▶ **DIRECTIONS**
Would you return exactly the lines running from the one with "Exercise. Put one point on each instance of the house" to the bottom of the listing below, and no others?

▶ **PROVIDED ENTRIES**
>>>

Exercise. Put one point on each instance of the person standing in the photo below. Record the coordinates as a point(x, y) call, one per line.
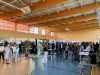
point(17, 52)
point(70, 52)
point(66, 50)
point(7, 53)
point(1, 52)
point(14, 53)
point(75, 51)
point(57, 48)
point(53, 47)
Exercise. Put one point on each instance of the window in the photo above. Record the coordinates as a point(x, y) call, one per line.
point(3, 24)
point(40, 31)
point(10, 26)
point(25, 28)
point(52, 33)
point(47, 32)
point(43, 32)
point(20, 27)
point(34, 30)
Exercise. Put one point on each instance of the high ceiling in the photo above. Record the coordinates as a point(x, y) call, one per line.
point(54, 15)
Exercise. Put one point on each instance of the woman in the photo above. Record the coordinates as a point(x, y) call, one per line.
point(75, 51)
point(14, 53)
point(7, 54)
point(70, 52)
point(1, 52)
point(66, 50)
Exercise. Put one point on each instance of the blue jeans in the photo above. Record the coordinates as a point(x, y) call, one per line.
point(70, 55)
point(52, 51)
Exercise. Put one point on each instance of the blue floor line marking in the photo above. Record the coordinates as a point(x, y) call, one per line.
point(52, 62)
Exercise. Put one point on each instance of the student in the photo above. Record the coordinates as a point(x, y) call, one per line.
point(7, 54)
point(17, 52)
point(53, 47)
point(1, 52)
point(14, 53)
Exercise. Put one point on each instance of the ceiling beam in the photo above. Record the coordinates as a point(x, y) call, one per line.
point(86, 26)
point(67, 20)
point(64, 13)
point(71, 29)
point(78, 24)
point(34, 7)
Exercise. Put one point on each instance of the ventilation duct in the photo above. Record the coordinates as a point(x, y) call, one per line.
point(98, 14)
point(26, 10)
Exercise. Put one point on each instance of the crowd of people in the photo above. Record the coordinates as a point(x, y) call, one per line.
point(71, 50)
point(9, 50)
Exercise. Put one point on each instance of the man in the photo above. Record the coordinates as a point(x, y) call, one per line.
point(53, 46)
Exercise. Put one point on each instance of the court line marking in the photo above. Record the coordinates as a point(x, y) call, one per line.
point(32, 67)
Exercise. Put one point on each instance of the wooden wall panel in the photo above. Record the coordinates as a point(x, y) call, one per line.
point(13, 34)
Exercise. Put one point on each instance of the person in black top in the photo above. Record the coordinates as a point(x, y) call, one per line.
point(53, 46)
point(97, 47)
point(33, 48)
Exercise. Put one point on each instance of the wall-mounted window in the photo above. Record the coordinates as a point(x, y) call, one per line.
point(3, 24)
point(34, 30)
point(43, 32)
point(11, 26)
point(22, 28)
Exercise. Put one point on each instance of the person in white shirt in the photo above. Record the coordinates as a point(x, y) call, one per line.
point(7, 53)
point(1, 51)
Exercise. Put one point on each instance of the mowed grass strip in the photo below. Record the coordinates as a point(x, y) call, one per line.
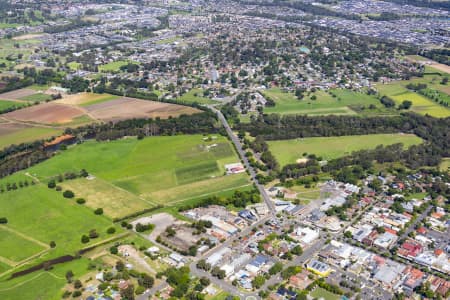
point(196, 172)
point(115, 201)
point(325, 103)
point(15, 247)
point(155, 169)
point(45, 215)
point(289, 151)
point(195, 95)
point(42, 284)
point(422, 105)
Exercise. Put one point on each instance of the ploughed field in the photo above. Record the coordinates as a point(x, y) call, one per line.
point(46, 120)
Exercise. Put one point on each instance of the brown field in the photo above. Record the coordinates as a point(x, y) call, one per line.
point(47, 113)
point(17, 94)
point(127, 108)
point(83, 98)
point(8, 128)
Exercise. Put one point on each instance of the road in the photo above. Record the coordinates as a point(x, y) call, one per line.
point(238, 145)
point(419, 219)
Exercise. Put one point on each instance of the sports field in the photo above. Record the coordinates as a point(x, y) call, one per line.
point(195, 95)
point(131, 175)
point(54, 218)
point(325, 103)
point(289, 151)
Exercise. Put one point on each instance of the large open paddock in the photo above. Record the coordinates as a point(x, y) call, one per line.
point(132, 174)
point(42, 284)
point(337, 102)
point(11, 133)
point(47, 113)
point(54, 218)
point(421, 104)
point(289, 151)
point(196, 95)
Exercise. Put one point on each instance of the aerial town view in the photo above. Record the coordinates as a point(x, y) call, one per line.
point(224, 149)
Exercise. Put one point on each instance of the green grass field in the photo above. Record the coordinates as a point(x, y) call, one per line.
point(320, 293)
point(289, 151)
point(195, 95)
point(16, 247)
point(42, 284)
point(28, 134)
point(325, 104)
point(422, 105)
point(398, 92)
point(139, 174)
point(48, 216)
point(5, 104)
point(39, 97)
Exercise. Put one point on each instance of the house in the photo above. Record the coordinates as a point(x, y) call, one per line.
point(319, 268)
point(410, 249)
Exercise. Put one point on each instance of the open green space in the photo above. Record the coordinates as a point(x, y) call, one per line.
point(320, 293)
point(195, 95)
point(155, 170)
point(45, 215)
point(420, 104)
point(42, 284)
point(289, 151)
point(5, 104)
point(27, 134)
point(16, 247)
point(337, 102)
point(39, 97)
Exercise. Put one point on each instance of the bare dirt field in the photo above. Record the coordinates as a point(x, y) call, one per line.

<<<

▶ **PROBLEM SOLUTION**
Exercise. Put one point on each instance of the house in the photo above. Record the coordinates as a point(x, y) call, one per line.
point(319, 268)
point(410, 249)
Exercise. Put one point on each instance of the open green space in the photo above. Record the coordinates as a point(x, y) call, one per line.
point(320, 293)
point(195, 95)
point(155, 170)
point(45, 215)
point(420, 104)
point(42, 284)
point(289, 151)
point(5, 104)
point(27, 134)
point(16, 247)
point(337, 102)
point(39, 97)
Exercise. Put one point on each instance of the bare dirt field in the photo above. Record the coordinates as a point(x, y) call, one per line.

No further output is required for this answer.